— Start of Text —

Experts & Views
Some Lessons from the JNU-HCU Imbroglio: Policing not as Puppeteering - The Mandate of Rule of Law
Sedition or rather disputes surrounding sedition are the flavor of the season. Both in Jawaharlal Nehru University (JNU) and Hyderabad Central University (HCU) conversations around nation, nationalism, freedom, democracy and dissent have been doing the rounds.
There have been demands to amend the IPC and weed out those protections which the colonial State felt it needed not to win affection but to regulate disaffection.
Does the State in independent India need similar insulation from the criticism, dissatisfaction of its people?
These are important questions and need to be discussed at a range of fora including Legally India. For this piece today I am sidestepping the substantive issue and concentrating on the fact of procedure.
Till an offence stays on the statute book, there is always a likelihood that individuals or groups can be charged of having committed that offence. Or in today’s times you could have people or television channels play judge, juror and executioner rolled in one.
Requirements of Legality
What does the presumption of innocence mean in such times? The Constitution guarantees that no one shall be deprived of life and liberty other than by a statutorily enacted fair procedure. It also provides a right to legal representation and judicial oversight of all deprivations of liberty.
In times in which these protections are progressively becoming mechanical chants, there is need to create discourse whereby the fundamental right to life and liberty, which cannot be suspended even in an emergency, becomes embedded in the everyday operation of our lives.
It is important to realize that just the performance of an act by a legal functionary is not sufficient to ascribe legality to it. The performance of an act in accordance with the text of the law is also not enough to render it legal.
To obtain the stamp of legality it is important that the legal functionaries act in accordance with both the text and objective of the legislation from which they draw power, and advance the higher values, which inform the legislation.
The aforementioned propositions surrounding the right to life and liberty seem self-evident and unexceptionable. In what follows I do a quick recall of the JNU-HCU imbroglio to bring home how the self-evident has become exceptional.
Arrests in breach of Law
On 9th of February the shouting of anti-India slogans at a meeting in JNU was aired on television by some select channels.
On the strength of that screening the Delhi police arrested the JNUSU president and sought his remand in police custody to enable them to question him. It is to be noted that the police did not check the authenticity of the videos screened on television before making the arrest, even though section 41 of the Criminal Procedure Code requires an arrest to be made if an offence is committed in front of the police or a reasonable complaint has been made or if they receive credible information or have a reasonable suspicion of an offence being committed.

— End of Text —
— Start of Dataset records —

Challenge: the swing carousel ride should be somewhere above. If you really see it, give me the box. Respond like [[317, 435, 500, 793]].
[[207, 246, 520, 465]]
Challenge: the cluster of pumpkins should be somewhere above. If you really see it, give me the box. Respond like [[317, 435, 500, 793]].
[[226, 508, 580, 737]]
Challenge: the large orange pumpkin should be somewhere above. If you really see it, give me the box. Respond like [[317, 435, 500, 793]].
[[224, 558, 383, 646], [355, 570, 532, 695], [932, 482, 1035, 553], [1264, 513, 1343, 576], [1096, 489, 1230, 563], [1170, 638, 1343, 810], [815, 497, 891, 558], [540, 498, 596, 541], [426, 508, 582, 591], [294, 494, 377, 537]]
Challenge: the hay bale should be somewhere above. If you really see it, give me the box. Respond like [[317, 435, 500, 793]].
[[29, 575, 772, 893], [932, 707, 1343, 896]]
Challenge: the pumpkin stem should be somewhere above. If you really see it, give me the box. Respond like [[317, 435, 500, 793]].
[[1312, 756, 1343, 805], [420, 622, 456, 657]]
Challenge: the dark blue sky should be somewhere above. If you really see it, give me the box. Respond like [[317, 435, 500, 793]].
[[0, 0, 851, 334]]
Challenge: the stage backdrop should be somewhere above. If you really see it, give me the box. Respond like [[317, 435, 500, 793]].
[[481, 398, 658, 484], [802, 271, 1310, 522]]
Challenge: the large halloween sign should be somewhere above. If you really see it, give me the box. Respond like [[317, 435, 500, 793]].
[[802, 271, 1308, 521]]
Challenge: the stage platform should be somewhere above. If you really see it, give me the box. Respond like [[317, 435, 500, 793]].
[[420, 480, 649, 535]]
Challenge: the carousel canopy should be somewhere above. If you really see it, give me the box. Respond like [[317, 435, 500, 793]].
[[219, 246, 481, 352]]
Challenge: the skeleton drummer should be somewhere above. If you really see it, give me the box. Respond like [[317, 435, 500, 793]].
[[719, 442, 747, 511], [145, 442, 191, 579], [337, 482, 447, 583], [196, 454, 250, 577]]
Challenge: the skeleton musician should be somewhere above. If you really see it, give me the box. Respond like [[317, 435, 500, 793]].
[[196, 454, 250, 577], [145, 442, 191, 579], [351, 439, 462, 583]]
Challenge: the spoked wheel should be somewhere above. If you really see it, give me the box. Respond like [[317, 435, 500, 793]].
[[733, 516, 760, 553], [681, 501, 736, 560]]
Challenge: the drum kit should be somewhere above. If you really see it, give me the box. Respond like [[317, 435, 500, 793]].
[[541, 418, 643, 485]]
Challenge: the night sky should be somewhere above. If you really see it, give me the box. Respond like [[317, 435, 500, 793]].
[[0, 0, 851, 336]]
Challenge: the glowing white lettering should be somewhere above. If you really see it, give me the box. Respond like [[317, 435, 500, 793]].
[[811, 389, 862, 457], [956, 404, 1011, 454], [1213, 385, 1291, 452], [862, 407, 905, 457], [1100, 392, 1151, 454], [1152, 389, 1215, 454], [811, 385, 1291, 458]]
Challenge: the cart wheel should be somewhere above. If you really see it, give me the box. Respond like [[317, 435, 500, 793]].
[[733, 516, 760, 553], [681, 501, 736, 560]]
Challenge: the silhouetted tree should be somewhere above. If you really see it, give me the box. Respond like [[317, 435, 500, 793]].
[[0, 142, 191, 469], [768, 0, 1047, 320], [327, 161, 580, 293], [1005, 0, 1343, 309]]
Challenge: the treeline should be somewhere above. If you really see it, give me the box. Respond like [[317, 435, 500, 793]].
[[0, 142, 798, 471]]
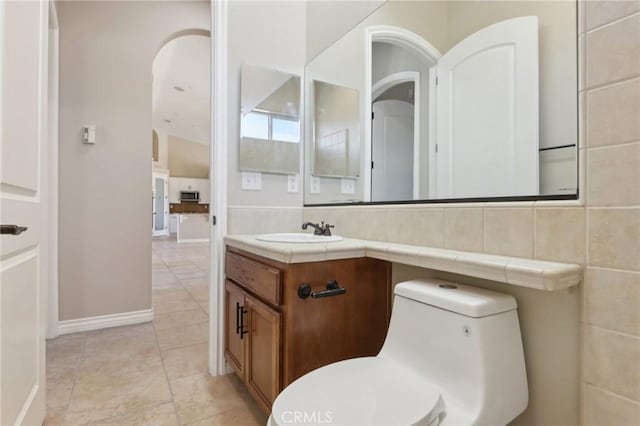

— End of Dataset records —

__Work to complete__
[a] Copy the records word for word, starting at the first line of the records and ending at the line that contains "[[0, 0, 851, 334]]", with both of those lines included.
[b] Continue the commentary on the JNU-HCU sedition controversy and the rule of law from the point where it stops.

__Outputs by task__
[a]
Challenge: the swing carousel ride should be somewhere above. If you really see it, give me the box. Respond like [[317, 435, 500, 793]].
[[207, 246, 520, 465]]
Challenge: the cluster of pumpkins should be somewhere above. If you really see it, give me the box. Respond like [[317, 435, 500, 793]].
[[226, 508, 580, 737]]
Challenge: the large orange pumpkin should be somewhere above. If you really see it, give me the box. Respond like [[317, 435, 500, 793]].
[[224, 558, 383, 646], [355, 570, 532, 695], [932, 482, 1035, 553], [1264, 513, 1343, 576], [1096, 489, 1230, 563], [1170, 638, 1343, 810], [815, 497, 891, 558], [540, 498, 596, 541], [426, 508, 582, 591], [294, 494, 377, 537]]
Challenge: the hay bale should be somewhere above. If you really see it, give me the box. Respond like [[317, 435, 500, 793]].
[[29, 575, 772, 893], [932, 707, 1343, 896]]
Challenge: the pumpkin stem should be somewhere above. If you really see it, give me the box. Respond like [[317, 435, 500, 793]].
[[1312, 756, 1343, 805], [420, 622, 456, 657]]
Challenge: the dark blue sky should be somewhere above. If you really see it, give me the box. Respond like [[317, 435, 500, 793]].
[[0, 0, 851, 334]]

[b]
It is important to ask whether the screening of the video on television meets the standard. And yet the President of the Student Union was arrested without even a modicum of preliminary investigation.
In direct contrast the acts of violence by lawyers in the presence of the police invited no action.
At HCU on the other hand, on the strength of a complaint of vandalism by the Registrar, 24 students, 2 faculty members and one film maker were arrested.
The police were not present when the alleged offence was committed, thus they acted on the complaint of the Registrar alone.
The indiscriminate nature of the process can be seen by the fact that Prof Ratnam one of the faculty members arrested was in a selection committee till 2 pm, when the alleged incident had occurred from 9.30 to 10.30am. The film maker was a bystander and the second faculty member Tathagata Sengupta was attempting to quieten frayed tempers.
According to section 41, the police should make the arrest only if the matter cannot be investigated without taking the alleged accused into custody. A judgment they could exercise only if they had apprehended with discernment. An indiscriminate rounding up does not allow for the exercise of such judgment.
Interestingly, after the faculty, students and the lone filmmaker were bundled up in the van and taken away, all queries by family and faculty met with the response that the rounded up persons had been taken away only to quieten matters and no case shall be made out.
Contrary to these assurances the faculty, students and the film maker were produced before a judicial magistrate and remanded to judicial custody. If the police believed that the concerned persons had committed an offence, for which they should be prosecuted, then why was arrest not effected in accordance with the procedure provided in section 41B of the Criminal Procedure Code?
Most importantly, section 41B required a memo of arrest to be created which carries the names and addresses of all arrested persons, attested by the family or other respectable persons present at the place of arrest.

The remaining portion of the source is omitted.